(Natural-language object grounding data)
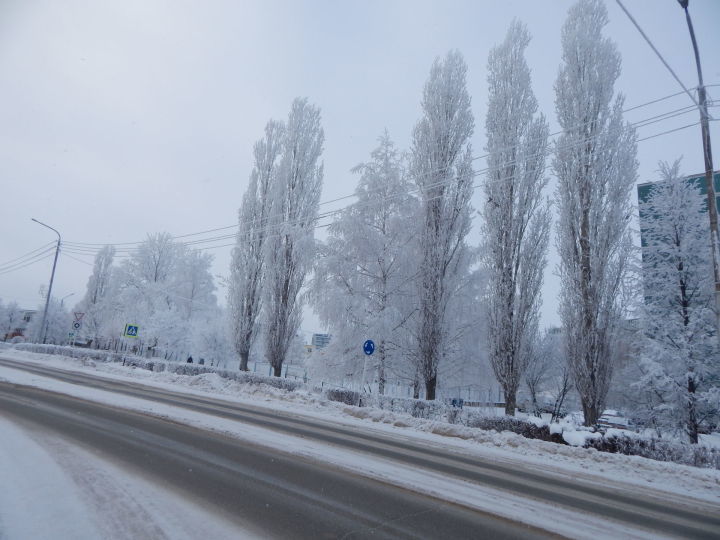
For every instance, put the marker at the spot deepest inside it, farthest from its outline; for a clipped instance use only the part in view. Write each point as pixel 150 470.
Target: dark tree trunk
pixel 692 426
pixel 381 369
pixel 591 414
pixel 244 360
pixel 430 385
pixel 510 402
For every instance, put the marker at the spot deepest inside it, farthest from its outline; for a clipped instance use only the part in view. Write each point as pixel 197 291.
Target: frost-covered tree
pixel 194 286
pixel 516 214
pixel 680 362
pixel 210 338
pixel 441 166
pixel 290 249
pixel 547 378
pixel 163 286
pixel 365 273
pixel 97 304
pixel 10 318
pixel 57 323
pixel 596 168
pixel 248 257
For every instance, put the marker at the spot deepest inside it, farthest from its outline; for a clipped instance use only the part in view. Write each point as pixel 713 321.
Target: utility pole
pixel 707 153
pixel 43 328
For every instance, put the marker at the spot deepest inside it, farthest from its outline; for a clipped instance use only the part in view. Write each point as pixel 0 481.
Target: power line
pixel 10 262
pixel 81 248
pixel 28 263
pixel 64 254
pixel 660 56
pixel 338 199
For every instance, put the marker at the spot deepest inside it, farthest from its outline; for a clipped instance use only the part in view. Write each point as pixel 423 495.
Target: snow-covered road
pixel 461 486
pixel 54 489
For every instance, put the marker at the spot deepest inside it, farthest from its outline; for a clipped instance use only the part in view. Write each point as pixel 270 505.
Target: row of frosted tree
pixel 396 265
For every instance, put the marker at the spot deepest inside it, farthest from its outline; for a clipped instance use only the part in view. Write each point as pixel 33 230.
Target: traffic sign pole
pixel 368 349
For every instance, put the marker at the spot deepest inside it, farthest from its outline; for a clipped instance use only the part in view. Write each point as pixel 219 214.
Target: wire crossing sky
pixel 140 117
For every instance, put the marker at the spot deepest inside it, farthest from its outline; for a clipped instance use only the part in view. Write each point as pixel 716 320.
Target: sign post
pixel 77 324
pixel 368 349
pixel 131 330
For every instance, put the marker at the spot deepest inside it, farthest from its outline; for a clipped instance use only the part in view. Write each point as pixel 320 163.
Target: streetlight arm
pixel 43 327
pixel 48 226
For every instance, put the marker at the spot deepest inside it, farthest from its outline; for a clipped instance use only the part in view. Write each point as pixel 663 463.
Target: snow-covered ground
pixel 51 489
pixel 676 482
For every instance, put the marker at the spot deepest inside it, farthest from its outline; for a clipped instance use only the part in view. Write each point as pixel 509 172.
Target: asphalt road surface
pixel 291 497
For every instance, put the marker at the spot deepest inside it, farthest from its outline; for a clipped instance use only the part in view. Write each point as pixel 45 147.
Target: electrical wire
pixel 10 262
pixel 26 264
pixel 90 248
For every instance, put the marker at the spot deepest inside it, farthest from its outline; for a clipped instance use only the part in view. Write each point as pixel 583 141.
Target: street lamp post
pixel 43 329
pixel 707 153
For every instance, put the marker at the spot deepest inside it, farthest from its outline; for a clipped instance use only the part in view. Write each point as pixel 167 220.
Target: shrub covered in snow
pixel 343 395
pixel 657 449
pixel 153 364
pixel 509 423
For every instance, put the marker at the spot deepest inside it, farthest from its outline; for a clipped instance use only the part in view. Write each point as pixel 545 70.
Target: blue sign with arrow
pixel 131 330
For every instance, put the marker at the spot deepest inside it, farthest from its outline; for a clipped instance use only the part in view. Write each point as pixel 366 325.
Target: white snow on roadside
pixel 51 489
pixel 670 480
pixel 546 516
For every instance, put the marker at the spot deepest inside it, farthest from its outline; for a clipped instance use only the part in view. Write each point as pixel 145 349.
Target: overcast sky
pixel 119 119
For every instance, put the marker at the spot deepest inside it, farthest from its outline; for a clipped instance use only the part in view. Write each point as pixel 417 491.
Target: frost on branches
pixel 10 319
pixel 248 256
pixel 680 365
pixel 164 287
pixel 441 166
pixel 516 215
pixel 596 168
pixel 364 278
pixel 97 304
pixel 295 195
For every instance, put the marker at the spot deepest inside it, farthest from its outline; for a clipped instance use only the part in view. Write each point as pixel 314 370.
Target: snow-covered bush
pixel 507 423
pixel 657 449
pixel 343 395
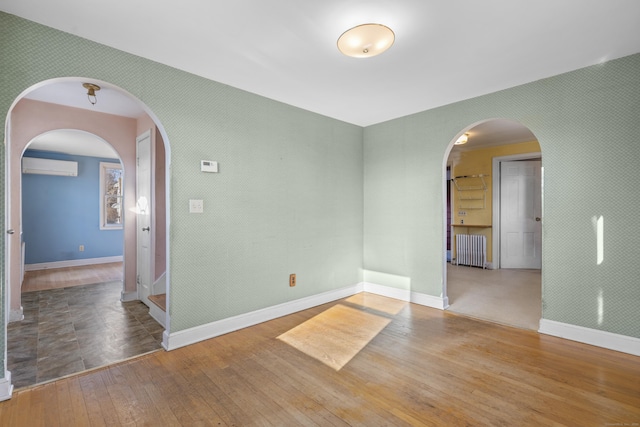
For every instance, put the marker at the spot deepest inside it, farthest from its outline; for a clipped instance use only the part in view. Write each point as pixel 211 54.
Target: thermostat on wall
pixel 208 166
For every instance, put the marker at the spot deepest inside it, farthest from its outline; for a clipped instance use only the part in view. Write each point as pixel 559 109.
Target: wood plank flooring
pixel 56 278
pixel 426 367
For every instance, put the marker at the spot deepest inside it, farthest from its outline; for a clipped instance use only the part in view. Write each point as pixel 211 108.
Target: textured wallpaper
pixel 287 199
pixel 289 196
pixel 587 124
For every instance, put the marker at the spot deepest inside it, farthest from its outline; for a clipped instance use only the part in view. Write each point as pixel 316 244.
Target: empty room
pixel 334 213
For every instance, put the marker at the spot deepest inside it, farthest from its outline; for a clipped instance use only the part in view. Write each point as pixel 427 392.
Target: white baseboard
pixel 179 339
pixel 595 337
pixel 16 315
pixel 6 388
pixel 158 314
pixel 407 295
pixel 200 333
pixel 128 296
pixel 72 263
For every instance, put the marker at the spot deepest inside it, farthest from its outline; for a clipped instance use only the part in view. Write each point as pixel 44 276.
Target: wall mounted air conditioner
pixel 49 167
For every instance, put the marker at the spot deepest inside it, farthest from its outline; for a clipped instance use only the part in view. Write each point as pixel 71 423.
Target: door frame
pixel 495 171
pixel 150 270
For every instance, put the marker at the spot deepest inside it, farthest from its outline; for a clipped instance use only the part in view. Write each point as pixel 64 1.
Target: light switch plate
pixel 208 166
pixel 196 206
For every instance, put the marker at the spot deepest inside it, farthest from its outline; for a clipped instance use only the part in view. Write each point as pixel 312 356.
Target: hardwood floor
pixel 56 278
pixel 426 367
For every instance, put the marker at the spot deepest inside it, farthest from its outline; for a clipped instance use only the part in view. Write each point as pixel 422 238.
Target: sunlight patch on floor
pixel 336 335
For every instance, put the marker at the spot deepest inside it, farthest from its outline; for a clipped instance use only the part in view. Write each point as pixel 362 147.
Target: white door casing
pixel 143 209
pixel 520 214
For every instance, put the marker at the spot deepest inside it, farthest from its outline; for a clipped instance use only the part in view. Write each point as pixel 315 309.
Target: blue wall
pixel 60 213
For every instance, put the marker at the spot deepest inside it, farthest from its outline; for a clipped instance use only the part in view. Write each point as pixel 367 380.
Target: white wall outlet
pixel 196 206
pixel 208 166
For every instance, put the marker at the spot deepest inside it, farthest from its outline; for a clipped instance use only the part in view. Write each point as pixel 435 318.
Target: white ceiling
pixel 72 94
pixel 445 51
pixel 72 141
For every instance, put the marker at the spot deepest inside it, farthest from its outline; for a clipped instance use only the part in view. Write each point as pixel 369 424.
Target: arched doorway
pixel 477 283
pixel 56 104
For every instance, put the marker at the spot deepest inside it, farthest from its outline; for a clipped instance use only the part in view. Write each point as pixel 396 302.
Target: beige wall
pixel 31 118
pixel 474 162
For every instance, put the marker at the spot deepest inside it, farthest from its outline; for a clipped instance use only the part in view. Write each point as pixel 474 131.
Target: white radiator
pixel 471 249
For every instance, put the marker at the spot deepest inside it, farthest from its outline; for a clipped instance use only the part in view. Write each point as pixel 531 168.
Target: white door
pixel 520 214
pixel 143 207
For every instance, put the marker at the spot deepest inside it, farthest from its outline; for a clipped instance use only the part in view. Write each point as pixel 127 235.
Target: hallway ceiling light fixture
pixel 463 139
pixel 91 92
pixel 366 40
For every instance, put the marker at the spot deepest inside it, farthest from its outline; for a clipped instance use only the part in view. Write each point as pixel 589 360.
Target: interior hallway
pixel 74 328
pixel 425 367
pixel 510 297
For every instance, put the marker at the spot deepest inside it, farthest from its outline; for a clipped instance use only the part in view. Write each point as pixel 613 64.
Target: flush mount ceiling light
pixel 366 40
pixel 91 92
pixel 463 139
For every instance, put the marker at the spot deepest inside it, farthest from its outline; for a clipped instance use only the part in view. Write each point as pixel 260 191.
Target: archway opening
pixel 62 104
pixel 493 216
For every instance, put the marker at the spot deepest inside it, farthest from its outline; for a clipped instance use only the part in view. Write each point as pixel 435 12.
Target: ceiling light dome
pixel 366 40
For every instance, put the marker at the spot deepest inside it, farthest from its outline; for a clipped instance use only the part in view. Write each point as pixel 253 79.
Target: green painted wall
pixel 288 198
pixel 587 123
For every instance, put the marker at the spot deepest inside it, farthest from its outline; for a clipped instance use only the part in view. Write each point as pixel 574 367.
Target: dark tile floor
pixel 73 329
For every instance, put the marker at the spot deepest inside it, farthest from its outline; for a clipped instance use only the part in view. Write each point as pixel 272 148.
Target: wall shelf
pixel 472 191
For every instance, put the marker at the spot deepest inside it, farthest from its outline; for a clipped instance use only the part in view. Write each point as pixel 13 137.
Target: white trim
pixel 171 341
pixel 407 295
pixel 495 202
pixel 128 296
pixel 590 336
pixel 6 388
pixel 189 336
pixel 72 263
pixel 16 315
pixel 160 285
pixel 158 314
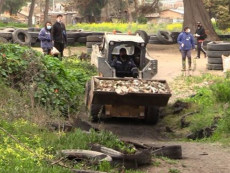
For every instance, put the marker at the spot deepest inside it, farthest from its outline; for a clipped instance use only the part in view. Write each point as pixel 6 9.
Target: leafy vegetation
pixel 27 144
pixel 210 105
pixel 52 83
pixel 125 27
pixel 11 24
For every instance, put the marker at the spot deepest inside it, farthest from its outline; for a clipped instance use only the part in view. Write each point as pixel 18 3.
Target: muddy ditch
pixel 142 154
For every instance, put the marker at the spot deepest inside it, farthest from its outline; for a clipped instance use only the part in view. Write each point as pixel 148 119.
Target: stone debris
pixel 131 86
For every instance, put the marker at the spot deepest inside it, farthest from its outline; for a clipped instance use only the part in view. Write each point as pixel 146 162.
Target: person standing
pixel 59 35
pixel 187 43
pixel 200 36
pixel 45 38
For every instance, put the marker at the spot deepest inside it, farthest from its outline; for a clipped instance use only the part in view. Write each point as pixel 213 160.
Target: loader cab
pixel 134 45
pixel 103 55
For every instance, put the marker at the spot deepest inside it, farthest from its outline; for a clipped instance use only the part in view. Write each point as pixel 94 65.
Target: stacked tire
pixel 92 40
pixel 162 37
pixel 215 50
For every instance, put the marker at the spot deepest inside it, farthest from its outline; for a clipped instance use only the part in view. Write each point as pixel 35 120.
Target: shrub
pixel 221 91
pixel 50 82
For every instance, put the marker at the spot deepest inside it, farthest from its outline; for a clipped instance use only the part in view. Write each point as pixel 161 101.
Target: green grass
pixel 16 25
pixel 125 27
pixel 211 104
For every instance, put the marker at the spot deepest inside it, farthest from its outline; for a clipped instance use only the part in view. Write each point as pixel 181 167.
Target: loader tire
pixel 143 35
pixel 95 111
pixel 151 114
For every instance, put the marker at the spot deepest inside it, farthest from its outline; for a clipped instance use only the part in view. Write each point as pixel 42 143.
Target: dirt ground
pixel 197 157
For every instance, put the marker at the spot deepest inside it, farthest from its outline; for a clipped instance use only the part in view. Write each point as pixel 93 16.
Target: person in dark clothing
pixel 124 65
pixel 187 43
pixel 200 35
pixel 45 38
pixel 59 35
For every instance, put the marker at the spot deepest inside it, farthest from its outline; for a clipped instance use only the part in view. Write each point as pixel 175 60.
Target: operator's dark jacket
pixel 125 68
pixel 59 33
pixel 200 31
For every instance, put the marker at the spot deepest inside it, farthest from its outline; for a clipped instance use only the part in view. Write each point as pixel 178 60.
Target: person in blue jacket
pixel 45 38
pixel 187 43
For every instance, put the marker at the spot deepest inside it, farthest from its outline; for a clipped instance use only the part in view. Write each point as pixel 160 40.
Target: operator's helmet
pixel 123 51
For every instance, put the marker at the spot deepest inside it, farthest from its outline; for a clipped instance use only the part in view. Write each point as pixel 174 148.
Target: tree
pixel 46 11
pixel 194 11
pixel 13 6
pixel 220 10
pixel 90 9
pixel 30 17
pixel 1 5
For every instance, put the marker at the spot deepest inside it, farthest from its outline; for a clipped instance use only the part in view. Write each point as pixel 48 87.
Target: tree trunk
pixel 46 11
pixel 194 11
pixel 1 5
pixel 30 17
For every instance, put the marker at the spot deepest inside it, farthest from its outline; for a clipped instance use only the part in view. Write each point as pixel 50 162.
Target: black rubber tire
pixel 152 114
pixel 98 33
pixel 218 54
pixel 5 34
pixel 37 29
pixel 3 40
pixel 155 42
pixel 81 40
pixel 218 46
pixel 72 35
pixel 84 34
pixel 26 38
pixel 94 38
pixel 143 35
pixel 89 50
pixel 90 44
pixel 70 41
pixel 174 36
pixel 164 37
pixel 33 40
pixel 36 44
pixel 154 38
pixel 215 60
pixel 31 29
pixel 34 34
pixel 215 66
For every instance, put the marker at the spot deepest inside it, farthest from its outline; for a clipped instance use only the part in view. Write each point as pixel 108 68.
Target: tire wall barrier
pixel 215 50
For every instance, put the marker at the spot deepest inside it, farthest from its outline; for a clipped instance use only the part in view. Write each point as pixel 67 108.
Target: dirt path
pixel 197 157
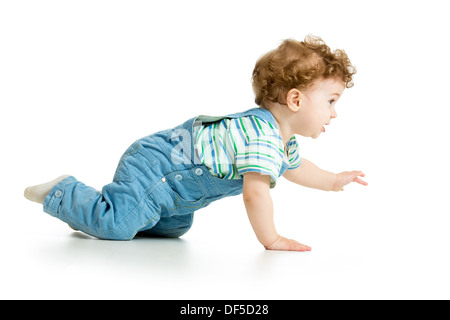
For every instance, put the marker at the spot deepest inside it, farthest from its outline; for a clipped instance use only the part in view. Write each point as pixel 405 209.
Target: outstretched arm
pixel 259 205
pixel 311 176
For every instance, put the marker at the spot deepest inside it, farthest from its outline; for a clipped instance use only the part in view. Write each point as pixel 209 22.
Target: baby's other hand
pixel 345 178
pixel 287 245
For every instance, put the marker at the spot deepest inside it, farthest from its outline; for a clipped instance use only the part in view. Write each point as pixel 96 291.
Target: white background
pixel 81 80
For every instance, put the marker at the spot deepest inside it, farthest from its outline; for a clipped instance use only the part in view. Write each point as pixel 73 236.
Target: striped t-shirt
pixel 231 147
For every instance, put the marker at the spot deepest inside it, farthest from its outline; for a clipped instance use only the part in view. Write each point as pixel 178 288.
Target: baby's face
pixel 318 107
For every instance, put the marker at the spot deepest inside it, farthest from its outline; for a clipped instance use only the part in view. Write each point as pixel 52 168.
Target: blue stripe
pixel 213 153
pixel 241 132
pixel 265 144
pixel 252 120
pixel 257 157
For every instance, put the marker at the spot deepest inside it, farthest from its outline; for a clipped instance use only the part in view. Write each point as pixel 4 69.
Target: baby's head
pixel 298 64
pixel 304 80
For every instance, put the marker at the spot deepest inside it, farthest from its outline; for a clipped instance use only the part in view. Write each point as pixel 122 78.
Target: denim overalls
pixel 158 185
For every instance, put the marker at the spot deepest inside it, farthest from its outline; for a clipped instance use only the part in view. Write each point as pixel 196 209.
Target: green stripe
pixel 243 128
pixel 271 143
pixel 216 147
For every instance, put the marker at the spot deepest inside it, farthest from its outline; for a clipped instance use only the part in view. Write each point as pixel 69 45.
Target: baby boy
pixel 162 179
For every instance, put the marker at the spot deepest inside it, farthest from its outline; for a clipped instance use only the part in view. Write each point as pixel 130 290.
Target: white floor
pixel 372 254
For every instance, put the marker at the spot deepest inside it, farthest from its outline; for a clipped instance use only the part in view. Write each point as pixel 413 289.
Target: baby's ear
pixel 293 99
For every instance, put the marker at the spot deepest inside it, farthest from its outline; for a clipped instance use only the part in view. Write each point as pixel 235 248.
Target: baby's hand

**Required action:** Without the pictures, write out the lines from the beginning of the entries through the line with "pixel 423 495.".

**Solved exercise:**
For every instance, put the marker at the spot deepest inside it, farthest from its outline; for a clipped instance use only the part in view. Write each point as pixel 150 470.
Target: dark tree trunk
pixel 692 426
pixel 381 369
pixel 591 414
pixel 244 360
pixel 430 385
pixel 510 402
For every instance, put the marker at the spot deepest inside it, farthest from its outline; for a clipped instance use only the part in view. Write each point as pixel 197 291.
Target: frost-covered tree
pixel 194 286
pixel 516 214
pixel 680 362
pixel 210 338
pixel 441 166
pixel 290 249
pixel 547 378
pixel 163 286
pixel 365 273
pixel 97 304
pixel 10 318
pixel 57 323
pixel 596 168
pixel 248 257
For every instance, put the marker at the spot deepest inside it, farthest from its outline; for a clipped instance use only the part in view. Write each point as pixel 713 321.
Target: utility pole
pixel 707 153
pixel 43 328
For every instance, put the marker at the spot deepest inside it, farthest from its outline; for a clipped instance use only the part in view. Write each point as pixel 0 481.
Target: power line
pixel 10 262
pixel 81 248
pixel 28 263
pixel 64 254
pixel 660 56
pixel 338 199
For every instance, put the marker at the spot deepest inside it, farthest from its outline; for a clipped instance use only the part in view. Write each point as pixel 423 495.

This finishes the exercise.